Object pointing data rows
— Begin —
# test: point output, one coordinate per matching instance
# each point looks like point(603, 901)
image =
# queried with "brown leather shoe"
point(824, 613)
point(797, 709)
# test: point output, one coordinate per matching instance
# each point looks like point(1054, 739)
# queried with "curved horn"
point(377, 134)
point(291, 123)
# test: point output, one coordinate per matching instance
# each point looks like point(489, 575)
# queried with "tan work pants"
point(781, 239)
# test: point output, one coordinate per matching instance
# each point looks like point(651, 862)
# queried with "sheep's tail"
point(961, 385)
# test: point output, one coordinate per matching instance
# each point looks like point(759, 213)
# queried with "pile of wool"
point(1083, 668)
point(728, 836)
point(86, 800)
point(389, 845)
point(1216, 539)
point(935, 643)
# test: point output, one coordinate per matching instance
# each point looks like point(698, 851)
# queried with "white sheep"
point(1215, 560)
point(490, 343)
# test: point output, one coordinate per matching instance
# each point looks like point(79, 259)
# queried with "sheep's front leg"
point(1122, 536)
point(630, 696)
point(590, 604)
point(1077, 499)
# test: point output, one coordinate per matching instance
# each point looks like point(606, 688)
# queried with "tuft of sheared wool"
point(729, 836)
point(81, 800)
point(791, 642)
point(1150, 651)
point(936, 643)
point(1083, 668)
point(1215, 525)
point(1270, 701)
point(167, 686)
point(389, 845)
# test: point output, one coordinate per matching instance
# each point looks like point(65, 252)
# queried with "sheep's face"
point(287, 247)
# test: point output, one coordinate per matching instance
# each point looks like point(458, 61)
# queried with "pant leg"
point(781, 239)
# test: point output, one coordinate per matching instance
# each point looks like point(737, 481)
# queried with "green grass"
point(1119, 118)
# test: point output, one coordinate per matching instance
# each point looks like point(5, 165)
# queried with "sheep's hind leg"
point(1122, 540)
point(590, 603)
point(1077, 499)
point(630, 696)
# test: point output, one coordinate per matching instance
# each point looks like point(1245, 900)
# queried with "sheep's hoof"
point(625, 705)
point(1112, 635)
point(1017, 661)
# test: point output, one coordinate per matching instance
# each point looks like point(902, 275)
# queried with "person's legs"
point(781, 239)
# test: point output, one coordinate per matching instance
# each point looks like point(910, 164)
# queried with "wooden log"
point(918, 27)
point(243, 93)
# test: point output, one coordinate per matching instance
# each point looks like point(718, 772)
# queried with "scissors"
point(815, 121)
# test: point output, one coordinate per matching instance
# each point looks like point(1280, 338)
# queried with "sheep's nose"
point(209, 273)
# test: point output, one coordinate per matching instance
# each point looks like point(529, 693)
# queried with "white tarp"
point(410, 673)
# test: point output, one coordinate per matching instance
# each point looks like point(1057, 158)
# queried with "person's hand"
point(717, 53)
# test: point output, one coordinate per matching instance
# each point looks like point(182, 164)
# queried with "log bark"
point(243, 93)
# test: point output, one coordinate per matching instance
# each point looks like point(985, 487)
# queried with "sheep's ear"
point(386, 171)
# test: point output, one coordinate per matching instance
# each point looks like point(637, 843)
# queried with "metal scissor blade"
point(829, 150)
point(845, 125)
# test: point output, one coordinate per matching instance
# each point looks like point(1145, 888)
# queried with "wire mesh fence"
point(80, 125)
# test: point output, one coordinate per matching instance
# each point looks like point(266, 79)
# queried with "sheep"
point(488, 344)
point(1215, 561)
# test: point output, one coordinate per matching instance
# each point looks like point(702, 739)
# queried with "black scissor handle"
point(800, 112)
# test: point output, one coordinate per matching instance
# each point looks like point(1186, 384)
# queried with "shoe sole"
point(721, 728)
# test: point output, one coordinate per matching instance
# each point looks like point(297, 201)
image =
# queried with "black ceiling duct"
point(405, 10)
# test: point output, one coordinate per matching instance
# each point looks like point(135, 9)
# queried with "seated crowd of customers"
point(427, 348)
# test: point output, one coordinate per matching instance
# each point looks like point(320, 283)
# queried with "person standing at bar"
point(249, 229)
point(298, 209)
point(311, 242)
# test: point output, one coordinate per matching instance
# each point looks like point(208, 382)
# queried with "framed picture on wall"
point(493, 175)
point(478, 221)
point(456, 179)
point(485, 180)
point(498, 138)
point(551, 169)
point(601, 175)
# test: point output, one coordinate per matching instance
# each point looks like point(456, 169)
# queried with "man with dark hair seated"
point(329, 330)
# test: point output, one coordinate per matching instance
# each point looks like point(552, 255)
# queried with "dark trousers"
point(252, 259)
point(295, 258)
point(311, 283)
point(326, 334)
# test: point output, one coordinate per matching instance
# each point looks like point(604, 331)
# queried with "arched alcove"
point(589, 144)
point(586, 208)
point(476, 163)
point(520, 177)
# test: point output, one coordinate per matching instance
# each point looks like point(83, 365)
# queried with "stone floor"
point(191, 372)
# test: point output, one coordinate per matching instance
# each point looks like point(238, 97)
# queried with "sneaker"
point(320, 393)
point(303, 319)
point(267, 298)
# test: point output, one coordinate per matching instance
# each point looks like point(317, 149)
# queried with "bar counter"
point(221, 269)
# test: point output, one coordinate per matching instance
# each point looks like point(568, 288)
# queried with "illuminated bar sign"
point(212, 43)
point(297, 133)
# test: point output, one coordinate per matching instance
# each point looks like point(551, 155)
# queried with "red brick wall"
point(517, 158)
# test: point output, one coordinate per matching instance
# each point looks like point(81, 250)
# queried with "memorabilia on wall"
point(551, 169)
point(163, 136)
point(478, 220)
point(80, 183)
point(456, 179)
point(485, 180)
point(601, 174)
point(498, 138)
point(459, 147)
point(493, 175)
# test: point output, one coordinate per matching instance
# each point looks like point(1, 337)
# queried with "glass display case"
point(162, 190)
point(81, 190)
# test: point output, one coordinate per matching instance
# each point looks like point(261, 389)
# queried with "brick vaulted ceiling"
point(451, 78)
— End —
— Begin —
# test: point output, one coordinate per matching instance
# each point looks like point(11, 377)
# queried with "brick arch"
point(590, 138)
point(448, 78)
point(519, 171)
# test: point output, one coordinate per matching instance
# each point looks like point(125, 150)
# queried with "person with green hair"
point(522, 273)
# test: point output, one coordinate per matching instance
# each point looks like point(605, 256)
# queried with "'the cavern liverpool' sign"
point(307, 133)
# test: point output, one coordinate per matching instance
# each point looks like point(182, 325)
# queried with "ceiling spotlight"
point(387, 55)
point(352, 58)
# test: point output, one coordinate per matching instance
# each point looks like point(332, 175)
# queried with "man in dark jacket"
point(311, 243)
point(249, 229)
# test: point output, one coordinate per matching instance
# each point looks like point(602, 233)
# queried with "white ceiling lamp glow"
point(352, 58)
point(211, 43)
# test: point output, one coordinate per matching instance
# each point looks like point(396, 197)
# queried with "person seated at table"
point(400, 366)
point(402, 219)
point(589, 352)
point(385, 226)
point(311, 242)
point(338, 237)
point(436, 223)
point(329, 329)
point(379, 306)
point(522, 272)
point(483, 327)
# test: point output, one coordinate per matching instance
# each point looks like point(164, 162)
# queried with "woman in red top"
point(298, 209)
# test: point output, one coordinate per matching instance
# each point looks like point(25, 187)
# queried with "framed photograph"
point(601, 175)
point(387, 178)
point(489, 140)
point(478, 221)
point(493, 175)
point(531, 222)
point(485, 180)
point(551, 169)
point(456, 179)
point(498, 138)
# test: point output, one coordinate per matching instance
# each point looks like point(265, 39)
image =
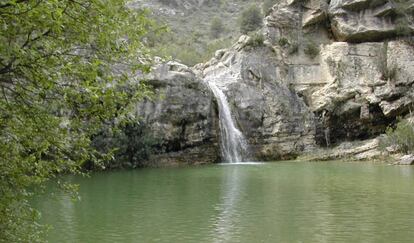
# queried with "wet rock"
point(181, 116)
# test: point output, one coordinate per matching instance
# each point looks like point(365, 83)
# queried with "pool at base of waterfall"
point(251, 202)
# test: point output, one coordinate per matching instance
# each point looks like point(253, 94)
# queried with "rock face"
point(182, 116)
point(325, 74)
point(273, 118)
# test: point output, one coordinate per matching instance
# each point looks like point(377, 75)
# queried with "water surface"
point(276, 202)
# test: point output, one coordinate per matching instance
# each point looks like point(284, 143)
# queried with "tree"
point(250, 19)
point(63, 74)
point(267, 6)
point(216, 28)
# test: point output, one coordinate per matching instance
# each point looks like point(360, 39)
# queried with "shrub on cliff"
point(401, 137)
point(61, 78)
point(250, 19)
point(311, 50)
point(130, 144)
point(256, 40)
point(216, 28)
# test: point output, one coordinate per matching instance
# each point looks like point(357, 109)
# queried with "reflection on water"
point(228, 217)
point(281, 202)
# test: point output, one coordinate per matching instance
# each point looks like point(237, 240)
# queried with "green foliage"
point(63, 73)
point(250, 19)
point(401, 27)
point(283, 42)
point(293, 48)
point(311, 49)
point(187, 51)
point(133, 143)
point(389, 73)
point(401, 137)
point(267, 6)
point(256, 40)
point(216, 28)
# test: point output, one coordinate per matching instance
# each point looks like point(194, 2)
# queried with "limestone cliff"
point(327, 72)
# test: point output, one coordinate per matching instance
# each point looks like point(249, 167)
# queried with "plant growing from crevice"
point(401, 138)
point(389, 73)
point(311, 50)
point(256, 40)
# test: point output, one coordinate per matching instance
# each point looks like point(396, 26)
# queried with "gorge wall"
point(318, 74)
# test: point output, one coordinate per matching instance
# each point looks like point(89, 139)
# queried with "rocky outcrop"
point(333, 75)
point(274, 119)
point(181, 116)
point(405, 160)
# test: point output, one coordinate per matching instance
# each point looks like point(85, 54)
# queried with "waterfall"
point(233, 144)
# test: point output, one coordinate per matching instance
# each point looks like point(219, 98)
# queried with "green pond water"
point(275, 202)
— End —
Select every line of the data above that contains the string "black", treating uppercase and lowercase letters as distinct.

▶ **WRITTEN RESPONSE**:
# queried with "black scissor handle"
# queried with "black ceiling duct"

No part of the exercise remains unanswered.